(GIVEN PROBLEM 1) In the forum thread on Amazon keywords, what character limit does Jim Johnson fill in each of his keyword fields?
(GIVEN PROBLEM 2) Carry the forum thread on Amazon keywords forward from its final sentence, keeping the voice of the post it is quoting.

1/ Is it wise to include generic words like "book novel fiction prose series genre" in your keywords/subtitle/series? They come up in autocomplete search a lot, but amazon might already index your books for these common words.

2/ Similarly, is it wise to include words from your book's categories, such as "fantasy thriller action adventure"? I'm pretty sure books get indexed for their category terms already.

3/ Really, does duplicating words between keywords, categories, title, subtitle, and series improve search rank? Does anyone have data to verify this?

Thanks!


----------



## Jim Johnson

Mike Stop Continues said:


> 1/ Is it wise to include generic words like "book novel fiction prose series genre" in your keywords/subtitle/series? They come up in autocomplete search a lot, but amazon might already index your books for these common words.
> 
> 2/ Similarly, is it wise to include words from your book's categories, such as "fantasy thriller action adventure"? I'm pretty sure books get indexed for their category terms already.
> 
> 3/ Really, does duplicating words between keywords, categories, title, subtitle, and series improve search rank? Does anyone have data to verify this?


1. Probably a waste of time. I'd focus keywords on meaningful words that'll get your book slotted into more relevant categories and subcategories.

2. No need if they're already in the two categories you selected.

3. I have not seen any evidence to suggest repeating words improves search results. I have my seven keyword fields filled with different keywords to take max advantage of the 50 character limit. So far, my searches have shown that no matter what order I search the words in, and no matter which fields the words are in, my books still show up in search results. The more common words sometimes end up with my book deep in the search results. There might be some alchemy involved in getting your books to consistently show up in the first couple pages of results every time, but I haven't figured that out yet.

So for now, I just input 3-6 keywords per field, filling the 50 character limit (no commas), making each keyword unique and not the same as title, subtitle, series name, or the two categories I selected for the book.

If you get new data, do share!


----------



## Mike Stop Continues

Thanks, Jim!!!


----------



## matthewsylvester

Evenstar said:


> Edited to add a summary at the bottom!
> 
> I have decided to write a dedicated thread to Keywords (just on Amazon in this post) because I am seeing this coming up so often and being answered again and again but maybe not fully enough to allay all questions. I would like to say that this is not set in stone and I don't have any data to back it up except for reading posts that other people have made on the subject and from my own personal experience of frequently playing with keywords to get it right.
> 
> *While I think that covers and blurbs generate sales, your keywords generate people looking at the book in the first place. *
> 
> Firstly I would say that one word keywords are essentially useless. If LOVE is one of my keywords, then they are too broad to get much return. If I type LOVE into Amazon search will my romance novel appear on the first page? Will it even appear on the first 100 pages? *No.* It will get me _nowhere at all!_ Using such generic terms will not help people find your book.

(RECORDS SHOWN)
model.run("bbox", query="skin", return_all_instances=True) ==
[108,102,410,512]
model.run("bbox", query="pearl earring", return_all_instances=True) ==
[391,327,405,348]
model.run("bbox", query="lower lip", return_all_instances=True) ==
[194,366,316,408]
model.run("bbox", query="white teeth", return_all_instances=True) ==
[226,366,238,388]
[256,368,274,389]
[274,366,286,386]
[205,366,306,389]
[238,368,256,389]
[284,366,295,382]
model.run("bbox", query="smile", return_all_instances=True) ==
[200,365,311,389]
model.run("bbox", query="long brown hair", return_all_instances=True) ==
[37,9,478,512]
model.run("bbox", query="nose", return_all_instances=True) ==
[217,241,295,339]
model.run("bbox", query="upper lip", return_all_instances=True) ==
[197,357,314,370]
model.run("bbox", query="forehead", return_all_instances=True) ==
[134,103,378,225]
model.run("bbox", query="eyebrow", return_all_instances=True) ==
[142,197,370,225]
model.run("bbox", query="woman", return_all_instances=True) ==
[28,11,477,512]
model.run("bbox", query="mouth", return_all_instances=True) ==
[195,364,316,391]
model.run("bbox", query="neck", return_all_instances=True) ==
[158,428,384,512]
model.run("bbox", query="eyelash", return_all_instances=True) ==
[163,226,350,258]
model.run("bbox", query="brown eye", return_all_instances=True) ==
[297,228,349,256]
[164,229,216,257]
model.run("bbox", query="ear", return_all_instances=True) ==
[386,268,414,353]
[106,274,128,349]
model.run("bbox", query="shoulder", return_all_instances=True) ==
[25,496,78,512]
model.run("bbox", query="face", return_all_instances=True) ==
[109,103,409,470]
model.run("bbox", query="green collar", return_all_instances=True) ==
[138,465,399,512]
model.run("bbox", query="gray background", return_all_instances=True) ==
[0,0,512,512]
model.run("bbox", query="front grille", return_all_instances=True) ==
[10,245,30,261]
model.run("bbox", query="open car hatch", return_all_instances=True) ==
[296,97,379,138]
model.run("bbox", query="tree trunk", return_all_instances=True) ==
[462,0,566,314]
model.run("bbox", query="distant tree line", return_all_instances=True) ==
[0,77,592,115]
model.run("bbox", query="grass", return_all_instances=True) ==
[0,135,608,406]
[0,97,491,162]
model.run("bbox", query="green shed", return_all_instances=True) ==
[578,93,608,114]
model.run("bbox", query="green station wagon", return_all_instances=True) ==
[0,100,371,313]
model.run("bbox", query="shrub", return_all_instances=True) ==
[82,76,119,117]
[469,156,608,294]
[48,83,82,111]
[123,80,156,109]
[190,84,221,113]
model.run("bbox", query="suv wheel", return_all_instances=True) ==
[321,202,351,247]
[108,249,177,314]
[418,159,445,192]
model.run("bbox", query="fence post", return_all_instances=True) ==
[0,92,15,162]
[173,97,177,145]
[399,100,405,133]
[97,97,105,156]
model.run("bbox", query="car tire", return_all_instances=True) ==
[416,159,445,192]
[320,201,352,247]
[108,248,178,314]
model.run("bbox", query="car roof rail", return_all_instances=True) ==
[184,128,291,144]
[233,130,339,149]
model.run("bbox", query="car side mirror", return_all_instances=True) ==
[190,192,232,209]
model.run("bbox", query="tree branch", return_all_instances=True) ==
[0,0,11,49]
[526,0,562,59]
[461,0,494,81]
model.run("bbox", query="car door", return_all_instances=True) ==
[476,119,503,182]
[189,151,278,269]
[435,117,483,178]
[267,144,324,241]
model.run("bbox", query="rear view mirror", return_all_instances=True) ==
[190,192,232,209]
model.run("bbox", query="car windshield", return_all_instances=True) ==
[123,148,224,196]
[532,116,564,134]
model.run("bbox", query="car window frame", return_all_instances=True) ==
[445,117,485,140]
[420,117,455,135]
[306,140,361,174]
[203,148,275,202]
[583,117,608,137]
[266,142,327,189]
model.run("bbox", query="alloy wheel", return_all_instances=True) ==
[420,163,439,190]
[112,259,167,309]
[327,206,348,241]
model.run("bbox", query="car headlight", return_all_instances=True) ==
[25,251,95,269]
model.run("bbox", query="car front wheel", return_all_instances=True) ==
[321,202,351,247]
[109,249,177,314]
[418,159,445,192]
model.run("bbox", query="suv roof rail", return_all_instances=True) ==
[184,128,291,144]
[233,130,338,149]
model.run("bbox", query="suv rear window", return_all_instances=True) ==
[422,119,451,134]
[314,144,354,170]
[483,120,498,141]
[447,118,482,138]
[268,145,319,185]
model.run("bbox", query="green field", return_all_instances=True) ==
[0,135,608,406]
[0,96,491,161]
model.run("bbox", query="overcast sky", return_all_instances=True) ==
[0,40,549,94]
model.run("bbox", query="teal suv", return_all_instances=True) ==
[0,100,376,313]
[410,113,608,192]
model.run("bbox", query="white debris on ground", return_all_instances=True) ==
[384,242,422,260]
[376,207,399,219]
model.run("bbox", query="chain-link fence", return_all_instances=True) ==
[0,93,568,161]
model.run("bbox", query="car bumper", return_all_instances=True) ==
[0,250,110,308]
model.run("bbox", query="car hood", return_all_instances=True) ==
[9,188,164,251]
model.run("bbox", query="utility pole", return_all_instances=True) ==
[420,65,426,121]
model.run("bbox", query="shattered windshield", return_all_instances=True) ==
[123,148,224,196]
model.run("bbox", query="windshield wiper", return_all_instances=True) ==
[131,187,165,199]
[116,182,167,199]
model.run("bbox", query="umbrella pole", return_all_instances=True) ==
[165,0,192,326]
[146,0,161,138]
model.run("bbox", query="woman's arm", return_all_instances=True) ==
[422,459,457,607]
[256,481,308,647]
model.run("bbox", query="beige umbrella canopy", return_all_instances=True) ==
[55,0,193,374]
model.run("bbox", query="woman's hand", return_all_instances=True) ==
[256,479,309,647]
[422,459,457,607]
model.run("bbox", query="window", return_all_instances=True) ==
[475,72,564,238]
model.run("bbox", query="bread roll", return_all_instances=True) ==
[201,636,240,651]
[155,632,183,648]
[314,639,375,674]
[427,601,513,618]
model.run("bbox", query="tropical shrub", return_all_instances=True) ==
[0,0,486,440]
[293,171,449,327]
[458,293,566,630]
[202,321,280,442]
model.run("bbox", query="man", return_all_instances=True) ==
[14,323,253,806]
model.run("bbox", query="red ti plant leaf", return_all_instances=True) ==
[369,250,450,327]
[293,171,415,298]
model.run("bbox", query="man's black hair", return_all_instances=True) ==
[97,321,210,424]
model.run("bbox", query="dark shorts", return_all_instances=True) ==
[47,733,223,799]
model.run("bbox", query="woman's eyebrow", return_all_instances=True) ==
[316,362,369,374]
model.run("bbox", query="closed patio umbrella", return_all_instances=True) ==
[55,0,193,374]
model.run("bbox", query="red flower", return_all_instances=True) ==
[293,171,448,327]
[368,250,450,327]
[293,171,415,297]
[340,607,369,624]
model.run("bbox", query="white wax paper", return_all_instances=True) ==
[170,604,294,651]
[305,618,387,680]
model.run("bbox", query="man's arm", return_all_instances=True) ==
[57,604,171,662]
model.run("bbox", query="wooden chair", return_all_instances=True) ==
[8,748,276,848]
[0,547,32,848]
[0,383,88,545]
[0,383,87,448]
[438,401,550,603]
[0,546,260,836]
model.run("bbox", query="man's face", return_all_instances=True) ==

(WRITTEN REPLY 1) 50 characters

(WRITTEN REPLY 2)
> 
> I used to have: _Teen Romance, young adult love, high school boys, stuff like that_. But even though all those terms are relevant to me, they also got lost in the "noise" of all the other authors with the same thing. You need to rise above the noise, but still put in keywords that people might use to search.
> 
> The key is to find keywords that are popular but not too popular. But remember, it isn't how many people search for those keywords, it is how many _hits_ those keywords produce. If it is millions then your books will be lost. *But* you want to find the keywords that millions of people are searching for and yet are not being over-used.
> 
> I absolutely know that sounds difficult but it isn't. What I mean is - if you search for_ Love_ in books you will get millions of hits, but if you search for _Werewolf Love_, you will get a much more specific list of products, if you narrow it again and search for _Werewolf and Mermaid Love_, then you should get quite a small list of hits as I can't imagine there are millions of books in that niche (if any!). So you would, in an ideal world, basically want *something between search two and search three*. See how I'm trying to narrow down a search to something that is a popular search but does not create a huge list of relevant products? You want your product to be the one that comes up at least on the first page of products that are relevant to the search.
> 
> For my book _Halloween Magic & Mayhem_, I have used _Paranormal Romance_, but then specified further using: _Paranormal Romance Witch Werewolf,_ so if people want a book that covers witches and werewolves in love then I'm up there. Then I cheated and put:_ paranormal romance witch werewolf zombies ghost shifter love._ I basically used what we call on here* "keyword stuffing"* to cover my bases. The romance is between a witch and a werewolf but there are zombies and ghosts in the story and the werewolf is a shifter. So I show up even if they are searching for a slightly different term. If they are searching for a _zombie romance_ I show up. They will quickly see that I am not a zombie romance, but they might be intrigued anyway as the book is a romance and there are zombies in it. Do you see what I am doing? I use repetition to ensure that I get close to the exact search term they might put in AND I keyword stuff to make sure that I at least have a combination of the words they put in.
> 
> People usually search for terms not for one word, so put terms in. If your book is about a human and an alien falling in love then try something like: _Paranormal love story book, alien romance sci-fi love, paranormal science fiction romance, fantasy ebook alien romantic fiction, non-human romance relationship alien lover._ See how I am using lots of different search terms for basically the same words? That's because you want to capture that market, you want to appear when people specify what they are looking for.
> 
> *If you were searching for a book like yours what would you type into Amazon?* Now try it and see how many results you get. You don't want to pick words on their own in a saturated genre (like love and romance or science fiction) because you will never show up, but equally you don't want to waste time with keywords that no-one is searching for. So it is a balancing act.
> 
> You need to take ten minutes and do some searches, you want to find terms that produce under 10,000 hits but more than just a few hundred.* You *need to decide what this figure should be, based on how niche your genre is.
> 
> Now, you don't need to have the _exact phrases_ that people are searching for, as keywords work together, and you get seven of them. But you do want to have ALL the necessary keywords if at all possible. The whole point of keyword stuffing is so that whatever phrase they type in, as long as you have the relevant keywords, then you should show up. The more spot on you are with what people search for, the more likely you will come up on that first page of results. So no, it doesn't need to be the exact wording, but I do think it helps! Basically, I think that you want to have the exact words but in any old order in your keywords. So make sure all relevant words are in there and get stuffing!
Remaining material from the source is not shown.